◆ **Reading text**
I guess even Oprah can get it right.

This woman, she is someone I can relate to on so many levels. She is what I’ve wanted to be. She embodies the life that I had wanted. Strong, indepedant career woman who doesn’t want babies. Who gives her entire being to a relationship. The woman who can capture such emotions and thoughts in an honest, unique and captivating way. I was immediately engrossed. From the first few pages when she discusses how, as a woman, she’s been expected to shoot out a baby the first chance she gets. The utterly raw way she captures the unraveling of her marriage. She doesn’t want to give up her life for children and yet is torn by society and traditional values that says that this is what she should want.

◆ **Work instruction 1**
Translate this sentence from the book review into Spanish: "She embodies the life that I had wanted."
◆ **Work instruction 2**
Carry on the book review from its final sentence, keeping the same first-person voice.

◆ **Recorded information**

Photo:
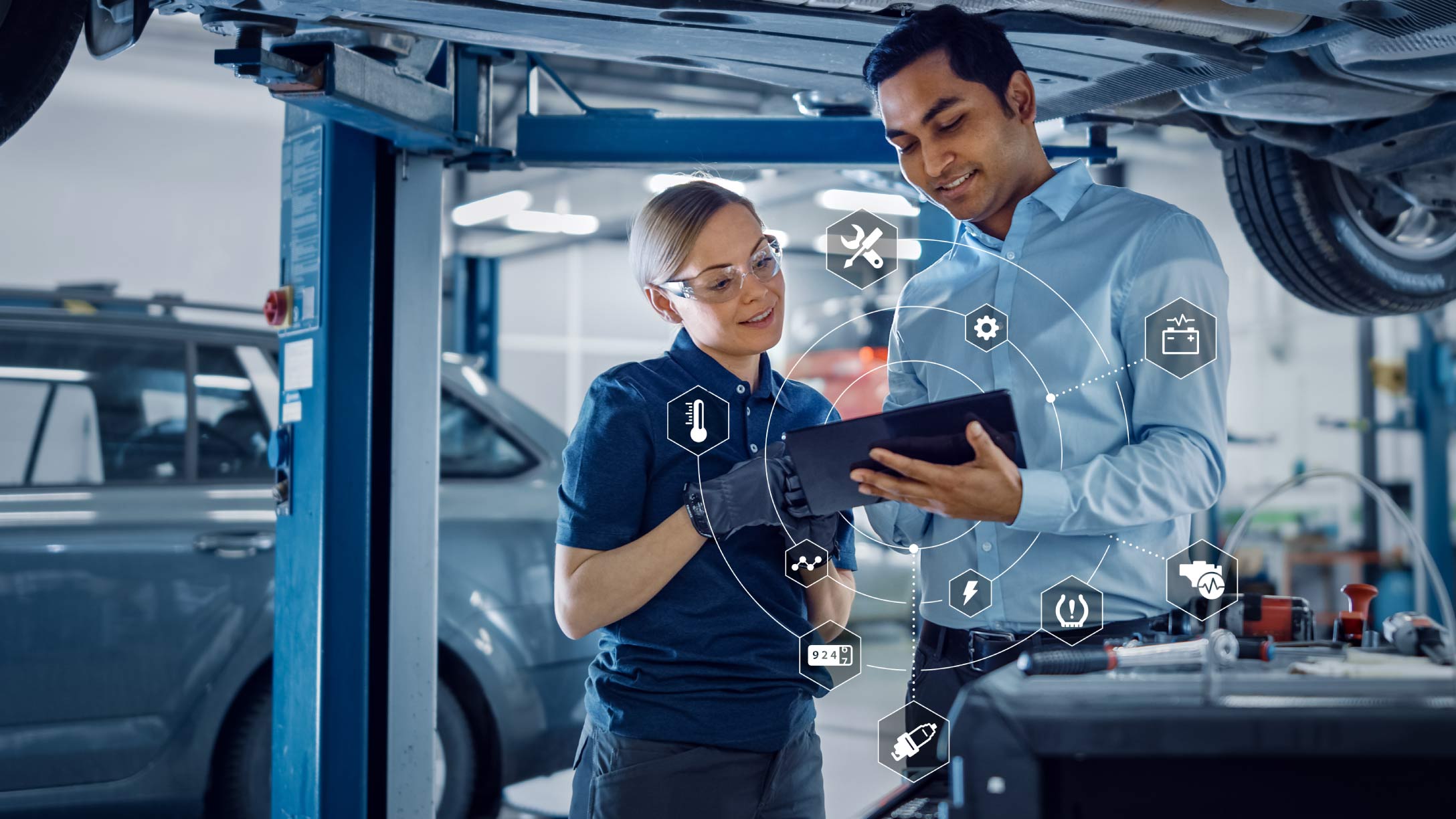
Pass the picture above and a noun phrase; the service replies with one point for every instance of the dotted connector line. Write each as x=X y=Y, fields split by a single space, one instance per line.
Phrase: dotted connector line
x=913 y=636
x=1136 y=547
x=1103 y=376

◆ **Answer box 1**
Ella encarna la vida que yo había querido.

◆ **Answer box 2**
Despite the decade difference in age between us, I felt so much like her that I was immediately hooked. She was someone to look to, someone who felt like I did, who validated every selfish desire, who validated the pain and the hurt that happens after a relationship crumbles. Yes, she went through a lot more but yet I felt like I could finally feel like someone else could relate. I wasn’t a leper outcast in society. Here was someone who could tell me how I was feeling, who through her own ways of solving problems and finding her way could help me move through my own life. I’m currently less than a hundred pages in and yet I feel more with this book than most that I’ve read in the past few years.

On top of this, my ipod managed to flip onto just the right song. Florence and the Machine has become a new love of mine. One of her singles (Rabbit Heart) was a single that Starbucks had offered and being that it was free, I downloaded it. It wasn’t really until the last month or so that I actually found myself attracted to it. Downloading the album wasn’t hard but I never really got past the initial "this doesn't suck" stage. It was good, I just didn’t feel obsessed with it.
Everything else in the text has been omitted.